**WHAT TO WORK ON**
Don't copy the pictures; return every other part of the records exactly.

— start of DATA LISTING —

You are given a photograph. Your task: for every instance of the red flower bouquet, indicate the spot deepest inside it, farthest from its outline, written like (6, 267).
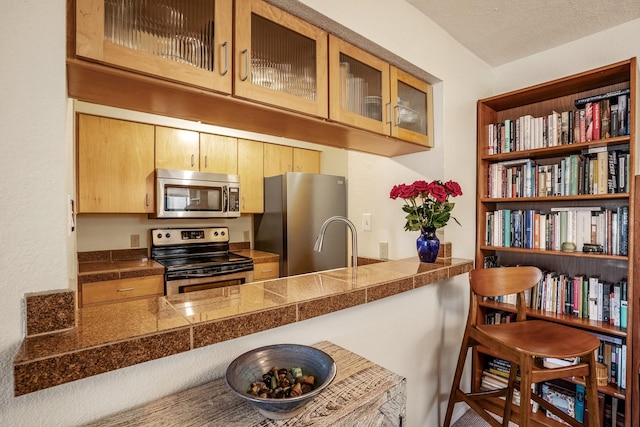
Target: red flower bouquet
(427, 204)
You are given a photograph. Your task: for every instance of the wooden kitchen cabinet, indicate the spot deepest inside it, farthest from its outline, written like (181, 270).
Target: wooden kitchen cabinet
(280, 59)
(360, 94)
(115, 166)
(187, 41)
(120, 289)
(200, 152)
(280, 159)
(412, 108)
(177, 149)
(218, 154)
(306, 160)
(250, 170)
(368, 93)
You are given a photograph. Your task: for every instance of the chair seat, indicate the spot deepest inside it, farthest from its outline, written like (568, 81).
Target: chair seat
(542, 339)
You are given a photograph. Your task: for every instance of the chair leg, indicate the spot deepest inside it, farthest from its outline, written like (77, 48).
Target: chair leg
(513, 372)
(592, 392)
(526, 366)
(455, 386)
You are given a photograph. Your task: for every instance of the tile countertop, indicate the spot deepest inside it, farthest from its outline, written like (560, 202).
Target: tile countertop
(114, 336)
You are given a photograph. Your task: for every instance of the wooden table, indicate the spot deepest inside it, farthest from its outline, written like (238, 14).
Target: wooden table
(362, 394)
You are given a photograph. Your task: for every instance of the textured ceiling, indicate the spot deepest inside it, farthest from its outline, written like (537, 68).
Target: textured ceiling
(500, 31)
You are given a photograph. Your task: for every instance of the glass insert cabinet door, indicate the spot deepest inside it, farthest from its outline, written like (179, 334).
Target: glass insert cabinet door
(280, 59)
(412, 113)
(183, 40)
(360, 93)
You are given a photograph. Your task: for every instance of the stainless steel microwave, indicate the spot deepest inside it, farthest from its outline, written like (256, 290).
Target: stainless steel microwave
(187, 194)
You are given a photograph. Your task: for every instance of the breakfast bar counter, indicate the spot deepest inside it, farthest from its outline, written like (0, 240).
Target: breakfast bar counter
(362, 394)
(113, 336)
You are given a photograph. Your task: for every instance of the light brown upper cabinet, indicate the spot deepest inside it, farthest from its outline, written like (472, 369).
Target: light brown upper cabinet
(189, 150)
(177, 149)
(360, 94)
(115, 168)
(412, 108)
(306, 160)
(250, 170)
(280, 59)
(218, 154)
(279, 159)
(368, 93)
(186, 41)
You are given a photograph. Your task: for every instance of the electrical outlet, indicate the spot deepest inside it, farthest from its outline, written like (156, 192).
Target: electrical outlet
(366, 222)
(384, 250)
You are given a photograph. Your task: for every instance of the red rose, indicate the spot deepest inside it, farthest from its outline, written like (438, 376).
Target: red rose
(421, 186)
(407, 191)
(438, 192)
(394, 192)
(453, 188)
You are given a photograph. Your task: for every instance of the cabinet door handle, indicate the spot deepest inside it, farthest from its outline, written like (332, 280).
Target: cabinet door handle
(245, 53)
(225, 46)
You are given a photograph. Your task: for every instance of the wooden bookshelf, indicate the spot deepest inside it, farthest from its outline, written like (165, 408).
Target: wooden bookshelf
(541, 101)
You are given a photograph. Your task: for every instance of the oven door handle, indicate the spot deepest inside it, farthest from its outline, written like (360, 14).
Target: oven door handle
(196, 275)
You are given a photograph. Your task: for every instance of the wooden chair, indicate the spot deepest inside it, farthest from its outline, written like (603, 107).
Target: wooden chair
(522, 343)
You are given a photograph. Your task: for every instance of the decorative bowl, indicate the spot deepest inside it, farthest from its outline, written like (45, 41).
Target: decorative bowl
(250, 366)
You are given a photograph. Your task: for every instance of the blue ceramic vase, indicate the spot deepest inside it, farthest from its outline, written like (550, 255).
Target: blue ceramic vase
(428, 245)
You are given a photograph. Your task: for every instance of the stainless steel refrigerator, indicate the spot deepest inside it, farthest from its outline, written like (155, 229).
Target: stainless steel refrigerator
(295, 206)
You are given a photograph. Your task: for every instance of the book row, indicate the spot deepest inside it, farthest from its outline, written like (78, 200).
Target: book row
(589, 228)
(603, 170)
(569, 397)
(597, 117)
(585, 297)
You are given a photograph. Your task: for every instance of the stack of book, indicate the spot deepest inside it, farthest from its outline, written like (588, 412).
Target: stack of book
(599, 170)
(594, 118)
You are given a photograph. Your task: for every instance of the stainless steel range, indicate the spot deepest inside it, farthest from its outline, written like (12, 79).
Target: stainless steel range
(198, 258)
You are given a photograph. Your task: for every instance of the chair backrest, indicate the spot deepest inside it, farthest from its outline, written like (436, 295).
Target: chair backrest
(493, 282)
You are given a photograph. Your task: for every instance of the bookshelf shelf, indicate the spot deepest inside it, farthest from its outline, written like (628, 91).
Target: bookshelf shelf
(506, 139)
(560, 150)
(580, 197)
(555, 253)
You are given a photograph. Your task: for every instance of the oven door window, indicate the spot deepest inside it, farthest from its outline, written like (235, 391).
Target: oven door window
(179, 198)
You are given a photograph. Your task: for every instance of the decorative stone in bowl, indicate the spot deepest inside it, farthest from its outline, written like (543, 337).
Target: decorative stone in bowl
(252, 365)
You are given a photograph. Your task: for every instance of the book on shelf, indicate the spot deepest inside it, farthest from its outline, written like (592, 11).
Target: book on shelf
(581, 225)
(600, 170)
(560, 397)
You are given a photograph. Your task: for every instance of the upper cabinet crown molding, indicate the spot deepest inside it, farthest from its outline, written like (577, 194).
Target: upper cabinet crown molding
(273, 78)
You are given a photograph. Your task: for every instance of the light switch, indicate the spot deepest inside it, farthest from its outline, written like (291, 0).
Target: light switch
(366, 222)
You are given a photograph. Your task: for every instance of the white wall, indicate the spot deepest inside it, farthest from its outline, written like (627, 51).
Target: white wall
(416, 334)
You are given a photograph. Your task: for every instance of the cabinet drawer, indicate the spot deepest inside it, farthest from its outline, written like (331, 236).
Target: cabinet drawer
(267, 270)
(115, 290)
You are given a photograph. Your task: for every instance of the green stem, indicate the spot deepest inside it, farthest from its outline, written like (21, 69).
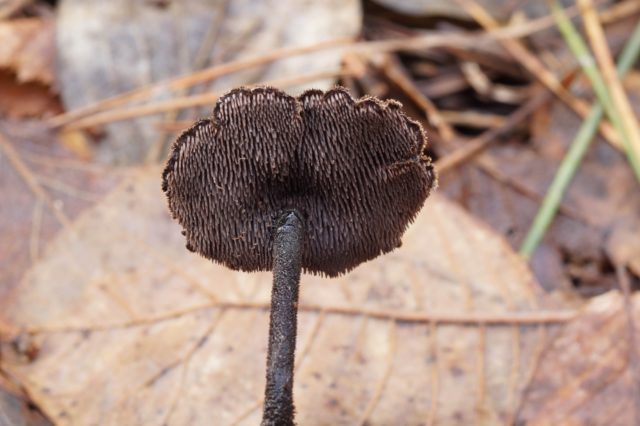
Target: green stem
(585, 135)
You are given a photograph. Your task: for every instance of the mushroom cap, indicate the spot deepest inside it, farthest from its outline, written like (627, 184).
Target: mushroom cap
(356, 170)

— end of DATA LISTING —

**RESPONSE TO THE EXERCISE**
You are given a photograph. Your task: for every instance of the red flower bouquet, indicate the spot deepest inside it, farthest from its outline, written like (6, 267).
Target: red flower bouquet
(427, 204)
You are given a photograph. Your task: for every instance of the wooden kitchen cabinet, indicate the spot deepest inside it, farthest from its outline, written like (181, 270).
Target: wooden kitchen cabinet
(280, 59)
(360, 94)
(115, 166)
(187, 41)
(120, 289)
(200, 152)
(280, 159)
(412, 108)
(177, 149)
(218, 154)
(306, 160)
(250, 170)
(368, 93)
You are given a photograph. Your task: for every instance of the chair seat, indicate the spot deepest inside it, farthest from its outline, written like (568, 81).
Target: chair seat
(542, 339)
You are given a photograph. Your task: for every instance of the chair leg, indicate the spot deepest inside it, farthest from its outline, written like (77, 48).
Target: chair leg
(513, 372)
(592, 392)
(526, 366)
(455, 386)
You are given a photograph. Your task: for every instance of the tile countertop, indicate the spot deepest inside it, farthest from its outline, written like (560, 202).
Target: tile countertop
(114, 336)
You are given a photograph. Your task: for every instance of the wooden table, indicate the spot deepest inside it, farthest from its outline, written like (238, 14).
Target: wooden table
(362, 394)
You are given a photograph. Your task: for every instance of the textured ceiling, indicate the spot deepest inside it, farthest from its outline, written like (537, 68).
Target: textured ceiling
(500, 31)
You are given a photograph. Your task: for every instance of the glass insert cabinet door, indicate the spot deepest inside it, farthest from its outline, written like (179, 334).
Target: glass insert cabinet door
(280, 59)
(412, 113)
(183, 40)
(360, 93)
You are given a photograph. Your task: for every instance of the stainless steel microwave, indicate the spot deepest inside it, farthest from its outline, written like (256, 290).
Target: stainless steel microwave
(187, 194)
You are given a photograph. Your task: for every instance of the breakfast bar counter, indicate the spot deepest inside it, farthest from its outline, written like (0, 240).
Target: breakfast bar counter
(362, 394)
(113, 336)
You are given a photograph. Your task: for every instance of the light brown upper cabinet, indicate the spot deepest inside it, farthest from its outline, written like (472, 369).
Target: light brown upper cabinet
(189, 150)
(177, 149)
(360, 94)
(115, 168)
(412, 108)
(306, 160)
(250, 170)
(280, 59)
(218, 154)
(279, 159)
(368, 93)
(186, 41)
You are given a photograph. Your task: for every instance of the electrical outlet, indicate the spot deepest inside it, farthest from its outline, written like (156, 192).
Target: electrical outlet
(366, 222)
(384, 250)
You are given a photograph. Your task: for every instance of the red rose, indicate the spot deepest inside it, farthest from its outline, written like (438, 376).
Target: red rose
(421, 186)
(407, 191)
(438, 192)
(394, 192)
(453, 188)
You are given a photograph. Your task: for every instance of the cabinet door handle, indicate the spot deepest inside it, farthest from its outline, written like (332, 280).
Target: cabinet door handle
(245, 53)
(225, 46)
You are given a photograph. Your task: for every instance of the wooden bookshelf, indicate the spot deepest inside it, farthest from its outline, written like (165, 408).
Target: wooden bookshelf
(541, 101)
You are given a photograph. Your task: for every instance of the oven door handle, indicate the spot deepest inside it, farthest from its outline, written like (360, 14).
Target: oven door handle
(196, 275)
You are given a photograph. Your task: for every instance of the wooden chair, indicate the spot deepest inside it, farthest from its outline, written like (603, 107).
Target: wooden chair
(522, 343)
You are given a photograph. Your task: for every instance of the decorative bowl, indicate the spot deepest inside it, farthest from its outline, written like (45, 41).
Target: decorative bowl
(250, 366)
You are given a photograph. Your task: for every instance of the blue ceramic vase, indicate the spot deepest inside it, farthest from its outline, written like (550, 255).
Target: blue ceramic vase
(428, 245)
You are given a photograph. Your task: for every instance of the stainless steel refrigerator, indicate the spot deepest inside it, farthest from its outline, written like (155, 229).
Target: stainless steel refrigerator
(295, 206)
You are given a photograph. Your task: for every instance of the book row, indicate the spot deepest inside it, farthest from its outline, written like (78, 200).
Target: book row
(589, 228)
(603, 170)
(569, 397)
(597, 117)
(585, 297)
You are given a photograph. Your task: for every instance of the stack of book, indicate the spot deepest inside it, farthest from its outline, written like (588, 412).
Target: stack of book
(599, 170)
(594, 118)
You are given a photograph. Your task: for every instance of the stainless steel range, indicate the spot deepest inside it, farthest from its outline, written like (12, 79).
Target: stainless steel range
(198, 258)
You are given a photograph. Your task: for every instance of the chair backrest, indicate the spot deepest inside it, farthest from its outline, written like (436, 295).
Target: chair backrest
(493, 282)
You are given a photograph. Your task: for every instance of the bookshelf shelf, indicate the spot deepest inside it, farthest from its outline, written like (628, 91).
Target: bookshelf shelf
(506, 139)
(560, 150)
(580, 197)
(555, 253)
You are given a photograph. Your task: for every instance of the oven door window, indicate the spot deepest inside it, farthest from its outline, written like (235, 391).
Target: oven door window
(179, 198)
You are given a photograph. Your task: for every instance of the decorative stone in bowl, indicate the spot deepest inside it, farthest from its outline, written like (543, 337).
Target: decorative stone in bowl
(252, 365)
You are given a photograph. Your task: for every instance of the book on shelf, indicate the spot deepest inside it, farthest from its outline, written like (592, 11).
Target: book on shelf
(581, 225)
(600, 170)
(560, 397)
You are given a photograph. Your task: for every instance of the upper cabinet crown molding, indicate the spot deepest inside it, farthest from its outline, written like (577, 194).
Target: upper cabinet crown molding
(273, 78)
You are given a photograph. Your task: for every instance of the light switch, indicate the spot deepest inside it, farthest from its outline, written like (291, 0).
Target: light switch
(366, 222)
You are given a photograph. Your task: for every instance of the white wall, indicate the spot deepest inside it, farthest from its outline, written like (627, 51).
Target: white wall
(416, 334)
You are given a photograph. Your task: for every instance of the cabinet drawer, indicate the spot deepest inside it, farthest from its outline, written like (331, 236).
Target: cabinet drawer
(267, 270)
(115, 290)
You are given a photograph. Your task: for every instance of the green stem, indicate the spot deepest inside it, farthest from its outline, written like (21, 69).
Target: green stem
(585, 135)
You are given a photograph. Your task: for every instance of the mushroom cap, indicate the spot deepest inside it, farthest from its outline, written like (627, 184).
Target: mushroom cap
(356, 170)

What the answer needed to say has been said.